>> Start MATERIAL
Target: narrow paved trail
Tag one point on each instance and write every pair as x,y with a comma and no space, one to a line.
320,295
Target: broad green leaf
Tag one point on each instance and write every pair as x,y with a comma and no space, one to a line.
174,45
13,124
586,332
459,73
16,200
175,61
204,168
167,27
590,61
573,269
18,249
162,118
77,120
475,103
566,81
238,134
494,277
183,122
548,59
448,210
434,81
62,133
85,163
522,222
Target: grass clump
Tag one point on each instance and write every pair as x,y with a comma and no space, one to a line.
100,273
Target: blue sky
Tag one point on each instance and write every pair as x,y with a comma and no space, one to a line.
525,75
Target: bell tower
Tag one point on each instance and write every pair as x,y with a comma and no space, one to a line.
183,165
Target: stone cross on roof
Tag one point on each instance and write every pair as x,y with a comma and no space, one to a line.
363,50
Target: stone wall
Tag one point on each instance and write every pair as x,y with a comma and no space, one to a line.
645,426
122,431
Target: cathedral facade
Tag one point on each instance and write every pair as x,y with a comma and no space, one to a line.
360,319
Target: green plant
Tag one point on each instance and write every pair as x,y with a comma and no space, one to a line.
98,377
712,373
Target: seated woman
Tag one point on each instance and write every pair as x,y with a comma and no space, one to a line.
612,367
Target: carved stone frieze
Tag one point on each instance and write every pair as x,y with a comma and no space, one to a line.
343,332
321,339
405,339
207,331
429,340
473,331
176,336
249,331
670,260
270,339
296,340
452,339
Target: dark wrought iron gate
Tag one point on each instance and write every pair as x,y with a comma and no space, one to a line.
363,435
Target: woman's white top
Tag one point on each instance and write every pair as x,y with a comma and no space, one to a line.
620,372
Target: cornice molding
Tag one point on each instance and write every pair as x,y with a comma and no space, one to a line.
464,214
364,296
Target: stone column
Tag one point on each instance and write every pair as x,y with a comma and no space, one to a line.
>> End MATERIAL
### EXERCISE AIM
Rewrite the entries above from the line containing "Target: cornice molding" through the end of the entries, keeping every line, requests included, but raise each point coordinate by 31.

### THE COMPLETED TASK
Target: cornice molding
Tag one point on each instance and write every pair as x,y with a comma and no space, one to a line.
495,245
395,327
Target: stone column
Tag one point on each instance and write every pair as x,y with a comma and no space, one to a line.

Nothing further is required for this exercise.